Friday, December 4, 2015

Singing on a bad day...

"Mommy, why you singin'?"

"Because singing makes me happier, and I've had a bad day."

A few minutes later...

"Bwess da Woord, ah my tole...  I had a bad day, but singin' make me happy."


Well, if nothing else, my children will learn some good songs and that singing can make a bad day better.

As I was listening to my "strength" playlist while fixing dinner towards the end of a very trying day, I was brought back in my memory to the last time I listened to that playlist over, and over, and over again.

My daughter had just been diagnosed with autism and was facing an MRI that I feared would reveal more problems and need for more surgeries.

I felt helpless.  I was so discouraged, and wanted so badly to fix everything, but there was nothing I could do.  I'd been doing everything that was suggested, and trying to find more to do was just overwhelming.  All the programs cost money we didn't have, there was no intensive therapy available within 5 hours.  And I'd worked so hard, so long, to try to avoid the very diagnosis she'd been given.

My husband sent me out to a field, to look at the open sky and rest in the God that made it.  And while there, I was able to say, "thank You, God, for the autism."  And over the next few weeks as we waited on the MRI, I sang over and over, "Though You slay me, yet I will praise you.  Though you take from me, I will bless Your name.  Though You ruin me, still I will worship, sing a song to the One Who's all I need" by Shane & Shane.

And while I sat in that hospital, I played those words over and over in my head: "I come, God, I come, returning to the One Who's broken, Who's torn me apart. You strike down to bind me up, You say You do it all in love."

And we came through it.  Six months later, there have been no more brain surgeries.  Many problems that seemed like a brain problem were caused by something controllable with a strict regimen of Miralax and fiber gummies.  She has made great progress, not only tolerating but enjoying social activities such as Awana and preschool.  Just a few weeks ago, she walked to children's church with her sister without me.  That was huge!  The autism isn't gone, but we're not regressing, and we have great hope that she'll be just fine.

Life was pretty good.  Busy.  Chaotic, which is normal for us.  But good.

Then, some things I had let get lost in the shuffle of life with 3 young children suddenly became urgent problems.  Then water started bubbling out of a hole in the basement floor.  Then I did a load of laundry and we had small fountain and a growing stream in our basement.

Suddenly, life wasn't good anymore.

Suddenly, "I'm thankful for indoor plumbing" wasn't just something to get a laugh at the Thanksgiving table, but it was a serious "I'll be thankful when we can actually use ours again."  At first, my panic was simply, how are we going to pay for this?  Then it became, can we get this fixed before the ground freezes?  Then it became, can we even find a plumber able to do anything?

And I was panicking.  I was ready to get out in the yard with a shovel myself.

But the kids threw shredded paper all over my freshly cleaned living room, and so I put on those songs.

And I was reminded... over the bowl of rinse water to be discarded outside... God is as much in charge of my pipes as He is my daughter's brain.

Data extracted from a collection
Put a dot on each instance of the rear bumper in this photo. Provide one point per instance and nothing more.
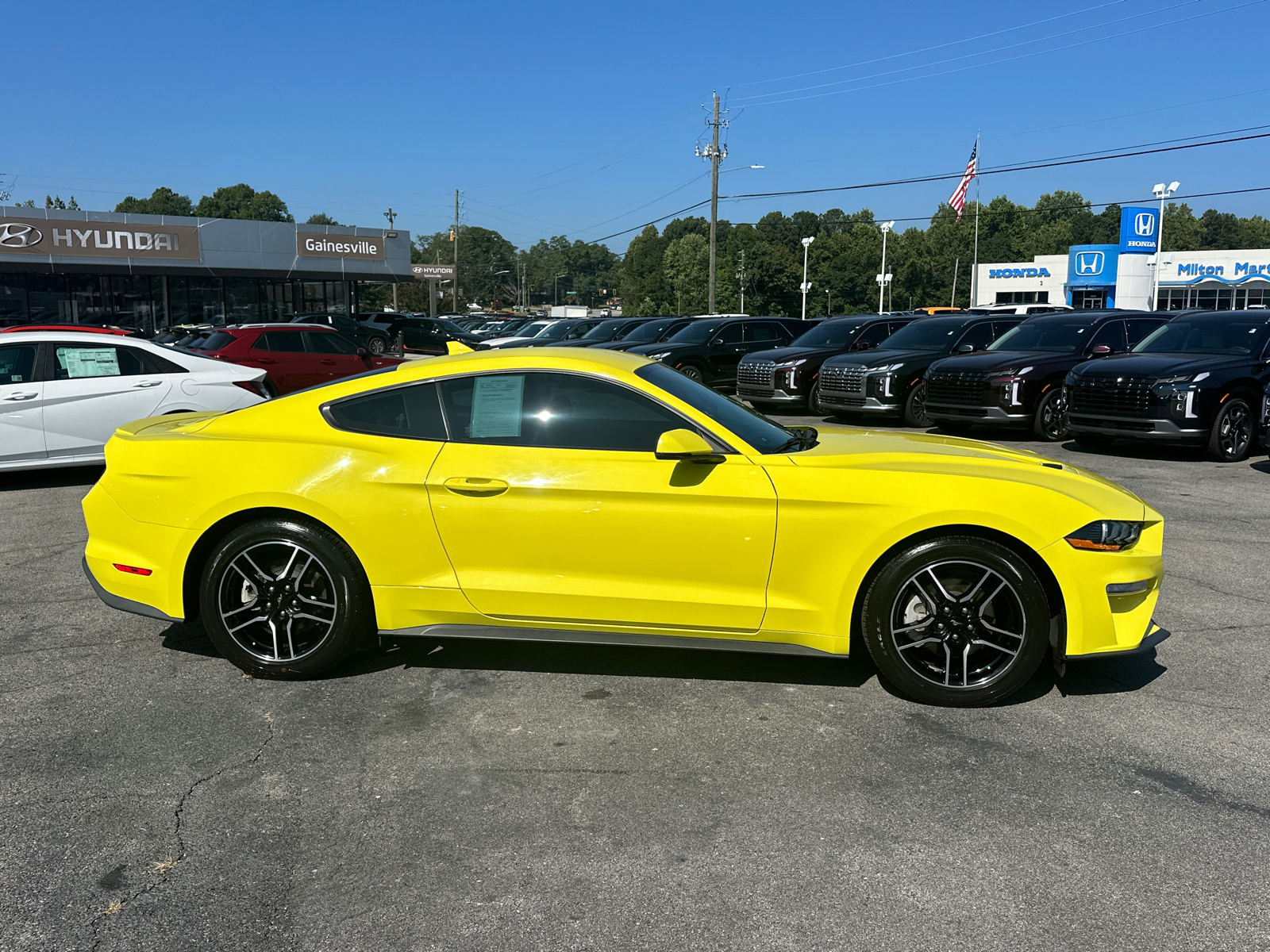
(1134, 428)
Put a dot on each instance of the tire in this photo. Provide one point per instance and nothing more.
(914, 406)
(319, 608)
(916, 628)
(692, 372)
(1233, 435)
(1048, 424)
(1094, 441)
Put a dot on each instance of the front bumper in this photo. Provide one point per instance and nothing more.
(1134, 428)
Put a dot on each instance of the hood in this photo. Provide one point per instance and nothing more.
(958, 456)
(1157, 365)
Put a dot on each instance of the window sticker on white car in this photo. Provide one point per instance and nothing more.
(89, 362)
(497, 406)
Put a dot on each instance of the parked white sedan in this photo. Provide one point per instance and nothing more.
(63, 393)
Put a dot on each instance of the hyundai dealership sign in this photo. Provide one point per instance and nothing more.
(1140, 232)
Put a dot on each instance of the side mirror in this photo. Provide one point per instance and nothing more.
(686, 444)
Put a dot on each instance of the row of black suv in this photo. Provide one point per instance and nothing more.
(1193, 378)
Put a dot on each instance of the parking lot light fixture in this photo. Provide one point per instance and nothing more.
(806, 286)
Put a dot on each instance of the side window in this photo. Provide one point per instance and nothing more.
(410, 413)
(73, 361)
(978, 336)
(287, 342)
(330, 344)
(1140, 328)
(554, 410)
(17, 363)
(1110, 334)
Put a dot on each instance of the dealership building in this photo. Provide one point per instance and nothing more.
(152, 271)
(1123, 274)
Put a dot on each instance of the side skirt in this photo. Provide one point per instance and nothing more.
(600, 638)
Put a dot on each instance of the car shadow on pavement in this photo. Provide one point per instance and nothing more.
(51, 479)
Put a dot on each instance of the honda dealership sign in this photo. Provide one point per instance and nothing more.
(92, 239)
(1140, 232)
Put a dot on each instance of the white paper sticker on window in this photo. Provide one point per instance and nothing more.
(497, 406)
(89, 362)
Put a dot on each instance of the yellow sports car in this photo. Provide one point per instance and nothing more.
(596, 497)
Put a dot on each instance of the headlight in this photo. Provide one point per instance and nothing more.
(1106, 536)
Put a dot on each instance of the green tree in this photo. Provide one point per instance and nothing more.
(241, 201)
(163, 201)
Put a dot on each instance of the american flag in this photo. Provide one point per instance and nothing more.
(972, 169)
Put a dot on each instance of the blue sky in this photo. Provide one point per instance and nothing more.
(581, 118)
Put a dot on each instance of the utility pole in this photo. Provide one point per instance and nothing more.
(391, 216)
(715, 155)
(455, 239)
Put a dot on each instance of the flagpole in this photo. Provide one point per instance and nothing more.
(975, 271)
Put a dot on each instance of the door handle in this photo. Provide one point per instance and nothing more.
(475, 486)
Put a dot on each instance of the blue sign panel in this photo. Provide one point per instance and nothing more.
(1091, 266)
(1140, 232)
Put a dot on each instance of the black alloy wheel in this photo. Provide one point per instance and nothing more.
(956, 621)
(1048, 424)
(914, 408)
(1231, 440)
(283, 598)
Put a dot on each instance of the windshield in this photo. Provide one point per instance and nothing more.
(829, 334)
(1047, 336)
(930, 334)
(696, 333)
(1200, 336)
(752, 427)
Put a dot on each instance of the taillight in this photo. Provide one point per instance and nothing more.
(254, 386)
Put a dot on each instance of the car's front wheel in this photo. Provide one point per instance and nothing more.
(1231, 440)
(283, 598)
(958, 621)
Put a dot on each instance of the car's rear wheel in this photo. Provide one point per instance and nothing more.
(1048, 423)
(914, 408)
(958, 621)
(283, 598)
(1231, 440)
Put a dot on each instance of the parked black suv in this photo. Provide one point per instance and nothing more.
(657, 329)
(1200, 380)
(709, 351)
(791, 374)
(889, 380)
(375, 340)
(1019, 380)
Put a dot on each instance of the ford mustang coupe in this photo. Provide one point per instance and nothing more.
(596, 497)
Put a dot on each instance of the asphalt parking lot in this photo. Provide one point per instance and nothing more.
(489, 797)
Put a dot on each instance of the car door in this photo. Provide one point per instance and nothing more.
(22, 405)
(552, 505)
(93, 389)
(289, 365)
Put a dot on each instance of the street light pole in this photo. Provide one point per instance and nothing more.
(1161, 194)
(806, 286)
(883, 278)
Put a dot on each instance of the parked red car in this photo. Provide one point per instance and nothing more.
(292, 357)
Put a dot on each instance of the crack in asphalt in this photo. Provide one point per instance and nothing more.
(178, 814)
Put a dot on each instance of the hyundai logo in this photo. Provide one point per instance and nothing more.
(1089, 263)
(18, 235)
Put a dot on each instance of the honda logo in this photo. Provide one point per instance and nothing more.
(17, 235)
(1089, 263)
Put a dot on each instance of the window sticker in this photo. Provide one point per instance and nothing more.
(89, 362)
(497, 406)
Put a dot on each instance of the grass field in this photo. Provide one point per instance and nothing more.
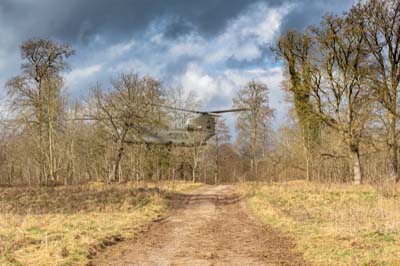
(333, 224)
(63, 225)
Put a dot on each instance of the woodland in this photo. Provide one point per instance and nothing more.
(341, 77)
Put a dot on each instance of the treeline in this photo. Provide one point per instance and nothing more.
(343, 78)
(48, 139)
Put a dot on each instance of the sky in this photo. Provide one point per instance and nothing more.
(210, 47)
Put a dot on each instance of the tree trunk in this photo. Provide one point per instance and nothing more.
(117, 161)
(392, 149)
(357, 168)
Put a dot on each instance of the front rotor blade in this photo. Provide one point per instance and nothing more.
(182, 109)
(229, 110)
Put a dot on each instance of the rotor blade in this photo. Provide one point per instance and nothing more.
(229, 110)
(182, 109)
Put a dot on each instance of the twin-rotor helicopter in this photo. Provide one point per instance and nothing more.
(196, 131)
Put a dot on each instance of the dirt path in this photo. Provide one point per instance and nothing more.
(208, 227)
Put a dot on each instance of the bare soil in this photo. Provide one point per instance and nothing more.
(208, 227)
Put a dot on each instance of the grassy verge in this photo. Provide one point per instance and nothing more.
(58, 226)
(332, 224)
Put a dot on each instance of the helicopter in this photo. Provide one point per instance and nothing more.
(196, 131)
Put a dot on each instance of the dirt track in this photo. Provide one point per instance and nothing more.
(208, 227)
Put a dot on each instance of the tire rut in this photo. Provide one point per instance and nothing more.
(208, 227)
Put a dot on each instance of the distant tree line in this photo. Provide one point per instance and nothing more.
(48, 139)
(343, 78)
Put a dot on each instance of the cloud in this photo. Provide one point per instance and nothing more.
(80, 78)
(210, 46)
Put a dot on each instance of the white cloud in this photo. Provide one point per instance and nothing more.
(80, 78)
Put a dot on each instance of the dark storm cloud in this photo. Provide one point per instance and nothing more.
(80, 20)
(77, 20)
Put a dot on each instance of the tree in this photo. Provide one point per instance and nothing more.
(253, 96)
(36, 96)
(342, 97)
(379, 20)
(128, 110)
(296, 50)
(222, 136)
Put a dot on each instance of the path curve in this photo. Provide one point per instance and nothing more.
(210, 226)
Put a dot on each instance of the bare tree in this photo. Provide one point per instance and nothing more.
(342, 97)
(36, 93)
(128, 110)
(379, 20)
(222, 136)
(253, 96)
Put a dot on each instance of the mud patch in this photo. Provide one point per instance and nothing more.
(208, 227)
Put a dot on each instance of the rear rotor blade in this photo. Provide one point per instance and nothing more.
(229, 110)
(182, 109)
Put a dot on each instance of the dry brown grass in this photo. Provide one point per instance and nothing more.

TASK STATEMENT:
Write out the passage of the post about singing on a bad day between "Well, if nothing" and "she'd been given.", inclusive.

YOUR SOLUTION:
Well, if nothing else, my children will learn some good songs and that singing can make a bad day better.

As I was listening to my "strength" playlist while fixing dinner towards the end of a very trying day, I was brought back in my memory to the last time I listened to that playlist over, and over, and over again.

My daughter had just been diagnosed with autism and was facing an MRI that I feared would reveal more problems and need for more surgeries.

I felt helpless.  I was so discouraged, and wanted so badly to fix everything, but there was nothing I could do.  I'd been doing everything that was suggested, and trying to find more to do was just overwhelming.  All the programs cost money we didn't have, there was no intensive therapy available within 5 hours.  And I'd worked so hard, so long, to try to avoid the very diagnosis she'd been given.